• Task description:
In the page text below, what is another name for the Stanford Named Entity Recognizer?

*** Page text Section Begins ***

We selected CoreNLP from Christopher Manning's lab at Stanford (link), an open source software, developed for identifying names and addresses in the text. At the heart of CoreNLP is the Stanford Named Entity Recognizer (Stanford NER) also known as CRFClassifier. The software provides a general implementation of linear chain Conditional Random Field (CRF) sequence models. CRFs have been known to perform well for clinical text de-identification (link).
Surrogate Approach
For names and places, which are two of the three most frequent PHI in clinical text data, we use a surrogate approach (link) aka Hiding in Plain Sight (HIPS) illustrated in Table S6 of our manuscript (reproduced below for convenience). At the time of writing, the name replacement is gender aware but not ethnicity aware. Addresses are replaced randomly.
The development of surrogate database is illustrated in Figure S6.2 of our manuscript. We collate the following sources, a) Bay Area census with addresses (bayareacensus.ca.gov), b) Health resources and services administration database with US addresses (data.hrsa.gov), c) FDA website with addresses (data.gov), d) Social security database with baby names (ssa.gov), and e) Medicare services database with physician names (data.cms.gov).

*** Page text Section Ends ***
*** Listed entries Section Begins ***

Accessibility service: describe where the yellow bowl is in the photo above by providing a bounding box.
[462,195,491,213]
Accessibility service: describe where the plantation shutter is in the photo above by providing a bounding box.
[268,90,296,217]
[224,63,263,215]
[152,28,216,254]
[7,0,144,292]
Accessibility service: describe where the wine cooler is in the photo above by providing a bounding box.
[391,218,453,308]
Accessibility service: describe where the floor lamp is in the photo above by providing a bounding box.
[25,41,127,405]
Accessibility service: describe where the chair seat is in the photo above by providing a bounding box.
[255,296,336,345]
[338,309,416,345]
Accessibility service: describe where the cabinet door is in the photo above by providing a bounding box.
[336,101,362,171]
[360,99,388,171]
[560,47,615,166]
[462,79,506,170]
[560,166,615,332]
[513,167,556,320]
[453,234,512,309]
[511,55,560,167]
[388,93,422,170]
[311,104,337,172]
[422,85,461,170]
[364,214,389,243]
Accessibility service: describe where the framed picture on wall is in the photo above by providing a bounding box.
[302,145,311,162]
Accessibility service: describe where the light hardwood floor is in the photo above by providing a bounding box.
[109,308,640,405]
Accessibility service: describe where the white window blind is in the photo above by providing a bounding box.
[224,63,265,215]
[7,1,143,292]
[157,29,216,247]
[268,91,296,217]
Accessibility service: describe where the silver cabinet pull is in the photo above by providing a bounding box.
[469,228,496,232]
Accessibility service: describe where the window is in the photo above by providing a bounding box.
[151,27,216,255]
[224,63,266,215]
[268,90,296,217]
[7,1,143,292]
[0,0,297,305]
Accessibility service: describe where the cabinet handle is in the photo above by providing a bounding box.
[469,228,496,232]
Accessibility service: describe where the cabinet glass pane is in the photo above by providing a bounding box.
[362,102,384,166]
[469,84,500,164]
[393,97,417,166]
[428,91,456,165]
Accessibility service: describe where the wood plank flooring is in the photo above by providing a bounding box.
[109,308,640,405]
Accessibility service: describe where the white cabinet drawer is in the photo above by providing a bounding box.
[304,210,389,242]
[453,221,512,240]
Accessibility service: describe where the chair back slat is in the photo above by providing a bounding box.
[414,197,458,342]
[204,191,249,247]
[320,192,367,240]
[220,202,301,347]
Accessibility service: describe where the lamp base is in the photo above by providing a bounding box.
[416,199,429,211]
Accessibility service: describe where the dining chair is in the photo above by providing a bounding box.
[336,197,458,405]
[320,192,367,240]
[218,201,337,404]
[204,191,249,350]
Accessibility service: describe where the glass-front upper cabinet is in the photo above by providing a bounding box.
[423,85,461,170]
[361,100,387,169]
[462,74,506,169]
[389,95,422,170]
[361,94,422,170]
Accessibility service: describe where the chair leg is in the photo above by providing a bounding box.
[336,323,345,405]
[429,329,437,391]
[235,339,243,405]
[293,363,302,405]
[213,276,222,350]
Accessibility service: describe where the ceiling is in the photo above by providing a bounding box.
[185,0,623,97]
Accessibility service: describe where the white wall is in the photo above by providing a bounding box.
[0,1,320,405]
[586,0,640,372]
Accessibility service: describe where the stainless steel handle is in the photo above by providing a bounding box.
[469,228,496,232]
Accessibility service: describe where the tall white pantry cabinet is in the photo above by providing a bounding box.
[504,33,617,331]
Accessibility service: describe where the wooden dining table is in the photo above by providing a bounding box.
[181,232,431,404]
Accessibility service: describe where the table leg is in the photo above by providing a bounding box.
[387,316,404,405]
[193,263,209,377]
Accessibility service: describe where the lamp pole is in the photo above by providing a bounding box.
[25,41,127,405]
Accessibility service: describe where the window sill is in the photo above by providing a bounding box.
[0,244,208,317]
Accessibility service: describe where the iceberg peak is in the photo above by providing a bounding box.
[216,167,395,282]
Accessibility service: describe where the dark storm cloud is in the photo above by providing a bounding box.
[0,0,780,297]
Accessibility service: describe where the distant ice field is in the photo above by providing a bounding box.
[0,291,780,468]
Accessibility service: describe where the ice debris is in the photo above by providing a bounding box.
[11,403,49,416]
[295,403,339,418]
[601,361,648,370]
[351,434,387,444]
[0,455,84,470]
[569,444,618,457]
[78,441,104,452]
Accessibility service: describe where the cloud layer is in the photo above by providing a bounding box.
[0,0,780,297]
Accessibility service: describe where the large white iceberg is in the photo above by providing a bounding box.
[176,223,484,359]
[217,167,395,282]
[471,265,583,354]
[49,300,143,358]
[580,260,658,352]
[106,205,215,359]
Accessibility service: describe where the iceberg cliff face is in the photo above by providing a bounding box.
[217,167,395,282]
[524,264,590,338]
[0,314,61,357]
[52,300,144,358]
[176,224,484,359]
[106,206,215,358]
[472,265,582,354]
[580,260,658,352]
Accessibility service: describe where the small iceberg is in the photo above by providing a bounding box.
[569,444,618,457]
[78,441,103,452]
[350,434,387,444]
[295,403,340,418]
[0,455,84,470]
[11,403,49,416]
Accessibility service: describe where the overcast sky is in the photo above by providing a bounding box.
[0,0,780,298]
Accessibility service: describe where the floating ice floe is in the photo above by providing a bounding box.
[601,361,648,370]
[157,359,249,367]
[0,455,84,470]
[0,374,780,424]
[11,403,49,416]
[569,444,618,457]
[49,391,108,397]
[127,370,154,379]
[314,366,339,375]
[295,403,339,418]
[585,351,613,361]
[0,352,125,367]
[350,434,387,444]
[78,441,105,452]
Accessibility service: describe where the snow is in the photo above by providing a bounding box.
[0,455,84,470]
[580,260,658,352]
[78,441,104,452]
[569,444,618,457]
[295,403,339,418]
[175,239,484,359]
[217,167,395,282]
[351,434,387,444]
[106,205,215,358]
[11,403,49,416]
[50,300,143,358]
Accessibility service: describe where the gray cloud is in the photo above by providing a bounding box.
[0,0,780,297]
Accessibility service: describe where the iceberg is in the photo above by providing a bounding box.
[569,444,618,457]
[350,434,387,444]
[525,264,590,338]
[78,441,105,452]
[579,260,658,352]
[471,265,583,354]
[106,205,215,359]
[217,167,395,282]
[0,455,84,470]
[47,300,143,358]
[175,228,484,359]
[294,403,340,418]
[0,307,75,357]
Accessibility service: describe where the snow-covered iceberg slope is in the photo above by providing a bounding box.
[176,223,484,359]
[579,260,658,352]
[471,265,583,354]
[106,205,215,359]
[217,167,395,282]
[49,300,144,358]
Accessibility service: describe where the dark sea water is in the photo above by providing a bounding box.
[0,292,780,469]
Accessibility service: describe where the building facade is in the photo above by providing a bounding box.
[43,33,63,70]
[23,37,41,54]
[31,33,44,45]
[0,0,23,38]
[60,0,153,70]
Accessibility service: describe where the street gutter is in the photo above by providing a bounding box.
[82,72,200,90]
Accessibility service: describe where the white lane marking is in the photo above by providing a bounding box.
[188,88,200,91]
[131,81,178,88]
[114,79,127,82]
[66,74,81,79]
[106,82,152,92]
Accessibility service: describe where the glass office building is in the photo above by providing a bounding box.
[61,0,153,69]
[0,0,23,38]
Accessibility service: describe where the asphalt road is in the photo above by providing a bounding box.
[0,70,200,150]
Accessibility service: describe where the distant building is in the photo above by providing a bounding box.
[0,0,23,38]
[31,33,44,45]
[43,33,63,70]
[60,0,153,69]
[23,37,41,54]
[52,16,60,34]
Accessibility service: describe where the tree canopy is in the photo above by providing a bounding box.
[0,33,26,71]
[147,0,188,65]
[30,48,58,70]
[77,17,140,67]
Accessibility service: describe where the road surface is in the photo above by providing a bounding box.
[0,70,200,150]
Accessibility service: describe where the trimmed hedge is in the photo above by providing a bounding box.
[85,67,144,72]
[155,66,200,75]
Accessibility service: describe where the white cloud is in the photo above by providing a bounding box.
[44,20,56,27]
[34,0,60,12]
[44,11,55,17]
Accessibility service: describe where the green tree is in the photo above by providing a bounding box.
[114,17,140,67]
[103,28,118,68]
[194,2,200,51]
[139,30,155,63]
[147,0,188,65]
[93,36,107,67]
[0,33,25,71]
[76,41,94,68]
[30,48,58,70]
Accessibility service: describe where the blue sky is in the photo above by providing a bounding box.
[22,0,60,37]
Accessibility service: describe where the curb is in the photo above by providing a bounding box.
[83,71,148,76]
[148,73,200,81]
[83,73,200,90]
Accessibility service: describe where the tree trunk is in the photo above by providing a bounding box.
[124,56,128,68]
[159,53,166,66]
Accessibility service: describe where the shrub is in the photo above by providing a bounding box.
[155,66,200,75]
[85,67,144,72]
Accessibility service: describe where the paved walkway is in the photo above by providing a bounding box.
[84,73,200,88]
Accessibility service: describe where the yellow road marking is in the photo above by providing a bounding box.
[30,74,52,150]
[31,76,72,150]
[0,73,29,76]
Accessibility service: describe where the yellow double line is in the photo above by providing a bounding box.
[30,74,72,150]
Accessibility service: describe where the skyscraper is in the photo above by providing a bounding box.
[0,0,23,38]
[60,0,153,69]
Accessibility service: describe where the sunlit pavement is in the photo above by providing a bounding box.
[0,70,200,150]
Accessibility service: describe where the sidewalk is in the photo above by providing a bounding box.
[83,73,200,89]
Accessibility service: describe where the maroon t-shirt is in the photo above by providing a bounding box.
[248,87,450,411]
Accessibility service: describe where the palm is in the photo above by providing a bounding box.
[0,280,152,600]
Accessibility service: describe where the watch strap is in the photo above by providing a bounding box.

*** Listed entries Section Ends ***

• Answer area:
CRFClassifier